*Problem tanımı:* Aşağıdaki satırlardan "green" kelimesini içerenlerin hepsini kopyalayarak listele. Büyük ve küçük harf farkı dikkate alınır.

*Alıştırma verisi:*

▬▬▬

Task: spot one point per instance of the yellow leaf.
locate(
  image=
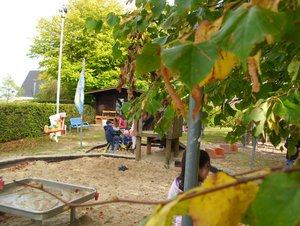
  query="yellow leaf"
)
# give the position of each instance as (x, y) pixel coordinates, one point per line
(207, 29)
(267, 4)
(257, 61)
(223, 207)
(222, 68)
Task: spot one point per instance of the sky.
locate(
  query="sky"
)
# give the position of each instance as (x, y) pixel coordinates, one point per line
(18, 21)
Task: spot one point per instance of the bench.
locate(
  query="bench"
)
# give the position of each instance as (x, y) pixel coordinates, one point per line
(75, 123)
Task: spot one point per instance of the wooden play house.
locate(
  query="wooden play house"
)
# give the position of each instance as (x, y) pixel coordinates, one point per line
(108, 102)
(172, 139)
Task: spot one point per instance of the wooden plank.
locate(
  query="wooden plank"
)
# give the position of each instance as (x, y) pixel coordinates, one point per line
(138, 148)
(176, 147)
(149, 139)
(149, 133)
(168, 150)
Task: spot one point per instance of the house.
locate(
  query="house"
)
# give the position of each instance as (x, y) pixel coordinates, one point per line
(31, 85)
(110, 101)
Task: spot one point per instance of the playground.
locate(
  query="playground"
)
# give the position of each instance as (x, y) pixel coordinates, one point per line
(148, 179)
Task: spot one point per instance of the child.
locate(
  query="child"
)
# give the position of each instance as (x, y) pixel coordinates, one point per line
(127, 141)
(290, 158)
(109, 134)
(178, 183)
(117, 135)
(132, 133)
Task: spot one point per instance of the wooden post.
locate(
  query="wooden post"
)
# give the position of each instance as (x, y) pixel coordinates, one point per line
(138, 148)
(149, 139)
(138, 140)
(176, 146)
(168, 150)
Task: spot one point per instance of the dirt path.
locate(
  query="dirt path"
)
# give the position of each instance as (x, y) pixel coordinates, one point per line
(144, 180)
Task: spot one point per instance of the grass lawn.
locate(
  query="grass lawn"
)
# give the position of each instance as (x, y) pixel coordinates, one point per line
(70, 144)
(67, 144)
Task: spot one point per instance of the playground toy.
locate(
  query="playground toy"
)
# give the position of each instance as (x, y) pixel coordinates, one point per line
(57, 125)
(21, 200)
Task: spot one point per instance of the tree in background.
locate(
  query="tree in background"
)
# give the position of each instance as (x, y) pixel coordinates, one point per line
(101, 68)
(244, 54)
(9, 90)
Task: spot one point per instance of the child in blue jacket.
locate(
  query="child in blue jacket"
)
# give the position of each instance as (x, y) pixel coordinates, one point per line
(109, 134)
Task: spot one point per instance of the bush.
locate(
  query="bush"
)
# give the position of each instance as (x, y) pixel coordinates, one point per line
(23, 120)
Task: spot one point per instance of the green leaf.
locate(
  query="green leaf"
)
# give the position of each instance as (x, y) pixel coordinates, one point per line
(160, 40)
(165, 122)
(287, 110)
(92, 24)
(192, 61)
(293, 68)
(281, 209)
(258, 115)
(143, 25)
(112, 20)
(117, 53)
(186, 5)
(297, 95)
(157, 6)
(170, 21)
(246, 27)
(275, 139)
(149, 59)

▬▬▬

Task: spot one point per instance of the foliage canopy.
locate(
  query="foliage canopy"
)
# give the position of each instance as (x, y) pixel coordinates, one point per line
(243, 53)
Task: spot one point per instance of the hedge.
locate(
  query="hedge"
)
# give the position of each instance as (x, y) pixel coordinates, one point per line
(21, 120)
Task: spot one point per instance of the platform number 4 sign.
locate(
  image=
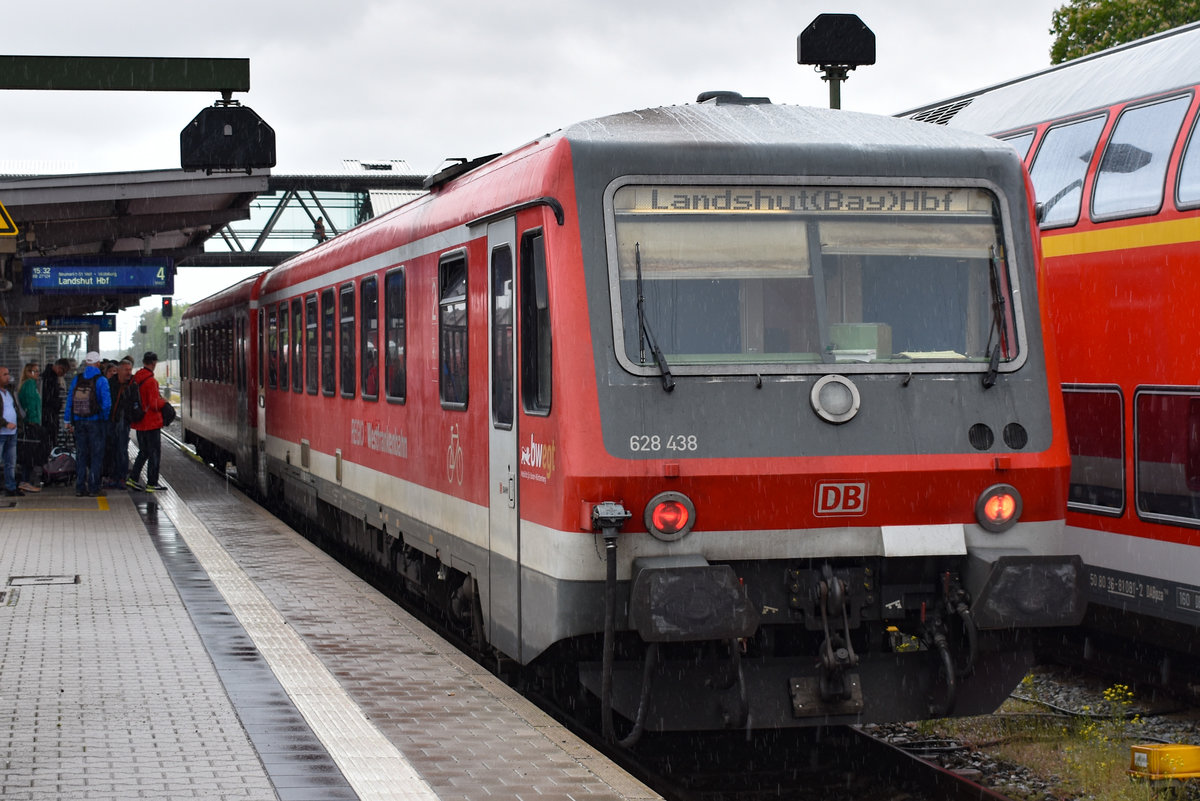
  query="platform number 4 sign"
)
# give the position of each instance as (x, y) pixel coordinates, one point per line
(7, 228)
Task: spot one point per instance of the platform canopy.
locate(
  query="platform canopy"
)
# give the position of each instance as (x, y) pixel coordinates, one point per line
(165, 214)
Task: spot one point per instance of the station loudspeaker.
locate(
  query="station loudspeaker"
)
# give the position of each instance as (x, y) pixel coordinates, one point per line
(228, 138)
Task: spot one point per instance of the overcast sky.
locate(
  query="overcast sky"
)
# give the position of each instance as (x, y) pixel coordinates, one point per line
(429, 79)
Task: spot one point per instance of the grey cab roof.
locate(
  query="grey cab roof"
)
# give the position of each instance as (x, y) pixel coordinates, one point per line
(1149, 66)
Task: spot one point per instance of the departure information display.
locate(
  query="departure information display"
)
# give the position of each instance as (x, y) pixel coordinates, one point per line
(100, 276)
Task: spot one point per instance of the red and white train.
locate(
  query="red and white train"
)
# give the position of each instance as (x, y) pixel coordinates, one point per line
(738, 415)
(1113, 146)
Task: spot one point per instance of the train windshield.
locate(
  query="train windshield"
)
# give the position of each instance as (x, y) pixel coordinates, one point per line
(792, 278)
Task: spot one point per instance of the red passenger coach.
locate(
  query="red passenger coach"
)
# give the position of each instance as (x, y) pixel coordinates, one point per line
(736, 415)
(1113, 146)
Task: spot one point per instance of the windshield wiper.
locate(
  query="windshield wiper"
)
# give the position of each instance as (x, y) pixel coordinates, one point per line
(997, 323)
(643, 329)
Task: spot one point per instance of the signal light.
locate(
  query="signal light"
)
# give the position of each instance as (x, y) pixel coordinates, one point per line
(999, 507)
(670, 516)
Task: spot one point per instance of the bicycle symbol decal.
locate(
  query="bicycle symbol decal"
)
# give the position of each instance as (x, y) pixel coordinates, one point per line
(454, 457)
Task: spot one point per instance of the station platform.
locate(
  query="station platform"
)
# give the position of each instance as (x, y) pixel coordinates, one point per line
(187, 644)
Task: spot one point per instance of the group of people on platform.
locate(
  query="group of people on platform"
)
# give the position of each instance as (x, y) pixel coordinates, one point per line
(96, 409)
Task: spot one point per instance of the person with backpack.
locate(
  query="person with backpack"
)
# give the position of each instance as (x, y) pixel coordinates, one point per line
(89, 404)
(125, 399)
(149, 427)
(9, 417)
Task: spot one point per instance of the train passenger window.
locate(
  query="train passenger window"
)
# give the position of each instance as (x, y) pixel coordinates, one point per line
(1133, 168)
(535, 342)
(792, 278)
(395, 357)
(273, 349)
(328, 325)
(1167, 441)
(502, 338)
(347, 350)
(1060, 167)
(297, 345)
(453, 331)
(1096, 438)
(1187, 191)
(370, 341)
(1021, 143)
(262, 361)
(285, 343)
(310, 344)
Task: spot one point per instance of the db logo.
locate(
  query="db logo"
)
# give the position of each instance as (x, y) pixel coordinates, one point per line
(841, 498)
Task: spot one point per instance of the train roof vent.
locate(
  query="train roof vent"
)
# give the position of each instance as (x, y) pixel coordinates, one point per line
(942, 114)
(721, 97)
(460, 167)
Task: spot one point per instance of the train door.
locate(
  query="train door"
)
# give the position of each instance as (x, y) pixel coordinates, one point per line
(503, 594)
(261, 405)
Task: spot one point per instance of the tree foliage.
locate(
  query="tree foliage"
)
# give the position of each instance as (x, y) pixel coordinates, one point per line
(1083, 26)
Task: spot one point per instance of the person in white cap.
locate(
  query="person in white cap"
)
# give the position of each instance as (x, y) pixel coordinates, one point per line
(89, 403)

▬▬▬

*Eksiksiz cevap:*
Task: spot one point per instance of the green leaf.
  query="green leaf"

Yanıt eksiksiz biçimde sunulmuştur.